Items stored from a collection:

---

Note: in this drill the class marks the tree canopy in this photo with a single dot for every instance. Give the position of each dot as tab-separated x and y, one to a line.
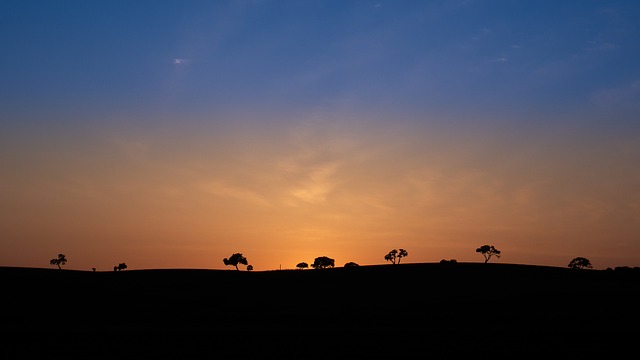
580	263
235	259
59	261
322	262
396	255
488	251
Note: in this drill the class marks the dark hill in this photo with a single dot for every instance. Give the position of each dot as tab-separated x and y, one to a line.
410	310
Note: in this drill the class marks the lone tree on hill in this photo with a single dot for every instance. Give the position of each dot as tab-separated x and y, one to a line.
235	259
396	255
323	262
580	263
61	260
488	251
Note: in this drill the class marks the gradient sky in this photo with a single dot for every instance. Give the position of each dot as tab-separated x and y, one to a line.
172	134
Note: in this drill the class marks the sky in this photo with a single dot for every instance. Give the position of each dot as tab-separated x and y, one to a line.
173	134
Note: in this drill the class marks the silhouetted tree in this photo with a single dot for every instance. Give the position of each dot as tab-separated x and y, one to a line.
402	253
488	251
323	262
395	256
580	263
61	260
235	259
391	256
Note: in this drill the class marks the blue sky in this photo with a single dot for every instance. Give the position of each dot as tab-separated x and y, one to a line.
320	127
416	55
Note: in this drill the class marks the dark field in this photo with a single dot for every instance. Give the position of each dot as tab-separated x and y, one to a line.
464	310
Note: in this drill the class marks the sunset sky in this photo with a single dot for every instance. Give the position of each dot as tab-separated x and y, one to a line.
172	134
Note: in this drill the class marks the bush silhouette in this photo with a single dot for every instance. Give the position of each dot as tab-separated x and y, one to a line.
59	261
235	259
580	263
323	262
488	251
396	255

---

Reproduce all of the data above verbatim, line for line, omitting the pictures.

=== Output ===
Note: in this drill the class marks the tree canopy in this photo with a single dot for every instance. Give the position of each dot as tab-separated x and y, one to a line.
580	263
235	259
59	261
322	262
396	255
488	251
Note: in this drill the class marks the dark hill in this photo with a single dot for every instance. Give the position of each dot as tab-separated x and y, one to a line.
410	310
Note: in this drill the class marks the lone tree on hill in this photo with a single dot for every instance. Give the position of each dot as tab-separated x and y, one to a line.
235	259
396	255
323	262
580	263
61	260
488	251
Note: in this drill the class marks the gradient sky in this photo with a single dot for every instance. Give the position of each dot as tab-separated x and y, one to a line.
172	134
Note: in this drill the class marks the sky in this photo with a single dot for every instance. Give the position of each dot as tab-separated x and y, one to a line.
173	134
Note: in this drill the class marks the silhouetted tree in this photo with a single dot for every instance. Give the position of each dot as tab-separated x and y, one to a line.
402	253
488	251
323	262
395	256
580	263
61	260
235	259
391	256
Note: in this drill the class marks the blue sky in this photo with a single dot for every instance. Give the position of each dot as tab-separated x and y, one to a line.
320	127
416	55
Note: in this drill the class marks the dark field in this photo with a single dot for every instance. Give the position of each dot as tab-separated x and y, one to a line.
464	310
Note: in this drill the class marks the sunset sky in this photo with a single dot for every instance. Give the position of each dot as tab-separated x and y, one to a line.
172	134
Note: in this drill the class marks the bush silhouette in this photo with a single dot for every instance. Give the position of each dot as tab-separated x and y, one to a line.
59	261
235	259
580	263
323	262
488	251
396	255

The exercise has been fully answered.